* _What is needed_: Output every entry exactly, from the first line to the last.

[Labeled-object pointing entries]
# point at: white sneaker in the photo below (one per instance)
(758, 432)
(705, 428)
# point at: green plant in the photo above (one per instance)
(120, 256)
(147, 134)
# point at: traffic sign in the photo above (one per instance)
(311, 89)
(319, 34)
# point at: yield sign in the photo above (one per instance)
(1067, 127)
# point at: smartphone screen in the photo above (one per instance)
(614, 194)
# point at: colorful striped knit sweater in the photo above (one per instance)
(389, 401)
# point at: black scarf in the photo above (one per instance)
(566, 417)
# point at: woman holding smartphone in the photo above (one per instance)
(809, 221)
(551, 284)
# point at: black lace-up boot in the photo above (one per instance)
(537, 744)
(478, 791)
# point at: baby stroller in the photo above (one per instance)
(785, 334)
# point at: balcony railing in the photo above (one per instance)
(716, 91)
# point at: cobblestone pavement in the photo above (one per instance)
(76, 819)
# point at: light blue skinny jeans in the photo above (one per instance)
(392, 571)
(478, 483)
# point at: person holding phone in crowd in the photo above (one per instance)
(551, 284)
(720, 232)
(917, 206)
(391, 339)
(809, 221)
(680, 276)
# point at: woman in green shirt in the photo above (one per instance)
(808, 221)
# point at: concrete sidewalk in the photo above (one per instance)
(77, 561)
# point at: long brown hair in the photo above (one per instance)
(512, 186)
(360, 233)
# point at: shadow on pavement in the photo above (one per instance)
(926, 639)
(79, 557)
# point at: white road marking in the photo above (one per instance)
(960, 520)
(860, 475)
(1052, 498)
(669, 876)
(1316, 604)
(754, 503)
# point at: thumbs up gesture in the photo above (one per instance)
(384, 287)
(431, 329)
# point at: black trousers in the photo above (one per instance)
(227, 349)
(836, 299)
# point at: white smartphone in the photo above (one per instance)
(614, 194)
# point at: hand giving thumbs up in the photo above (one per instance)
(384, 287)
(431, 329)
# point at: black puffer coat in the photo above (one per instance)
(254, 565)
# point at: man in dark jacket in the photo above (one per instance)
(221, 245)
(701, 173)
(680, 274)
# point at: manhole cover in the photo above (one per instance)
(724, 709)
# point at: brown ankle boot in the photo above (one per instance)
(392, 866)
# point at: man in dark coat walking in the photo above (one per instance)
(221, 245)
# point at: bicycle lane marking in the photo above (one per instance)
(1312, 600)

* _Reply to the task_:
# point at: white sneaker in the photo below (one per instance)
(758, 432)
(705, 428)
# point at: green plant in the photo above (one per instance)
(120, 256)
(147, 134)
# point at: traffic sign in the photo above (one per instance)
(311, 89)
(319, 34)
# point at: yield sign in the photo above (one per instance)
(1067, 127)
# point at: smartphone screen in the photo above (one per instance)
(614, 194)
# point at: colorful striped knit sweater in the photo above (one per instance)
(389, 401)
# point at: black scarf in the photo above (one per instance)
(566, 417)
# point at: woman holding smartphone in the photo above (one per instance)
(809, 221)
(551, 284)
# point at: black lace-up boot in the photo above (one per instance)
(537, 744)
(478, 791)
# point at: baby stroller in the photo above (one per instance)
(785, 334)
# point at: balcony railing in the photo above (one per instance)
(716, 91)
# point at: cobblestone pavement in the photo above (one per instance)
(76, 819)
# point at: light blue skinny jeans in the photo above (one per instance)
(392, 571)
(478, 483)
# point at: person holding phone in crowd in the photo above (one per instance)
(551, 284)
(720, 232)
(917, 206)
(391, 339)
(809, 221)
(680, 276)
# point at: woman in green shirt in the photo above (one per instance)
(808, 221)
# point at: concrete sidewalk in the photo above (one per instance)
(77, 561)
# point at: long brown hair in the photo above (one per instance)
(512, 186)
(360, 233)
# point at: shadow on pavement in the photo above (one per instance)
(926, 639)
(79, 557)
# point at: white road marking in the photo above (one per instance)
(960, 520)
(860, 475)
(1052, 498)
(669, 876)
(1316, 604)
(754, 503)
# point at: thumbs up gesture in the photo above (one per instance)
(384, 287)
(431, 329)
# point at: black trousers in the photo above (one per instance)
(227, 349)
(836, 299)
# point at: white smartphone in the photo above (one per instance)
(614, 194)
# point at: hand giving thumbs up in the photo above (one per instance)
(384, 287)
(431, 329)
# point at: black puffer coat in the photo above (one per instance)
(254, 565)
# point at: man in dark jacket in the photo above (one per instance)
(221, 245)
(701, 173)
(680, 274)
# point at: manhole cover in the photo above (one per instance)
(724, 709)
# point at: brown ankle boot in the photo above (one per instance)
(392, 866)
# point at: man in dark coat walking in the photo above (one per instance)
(221, 245)
# point at: bicycle lane marking in the photo above (one per instance)
(1312, 600)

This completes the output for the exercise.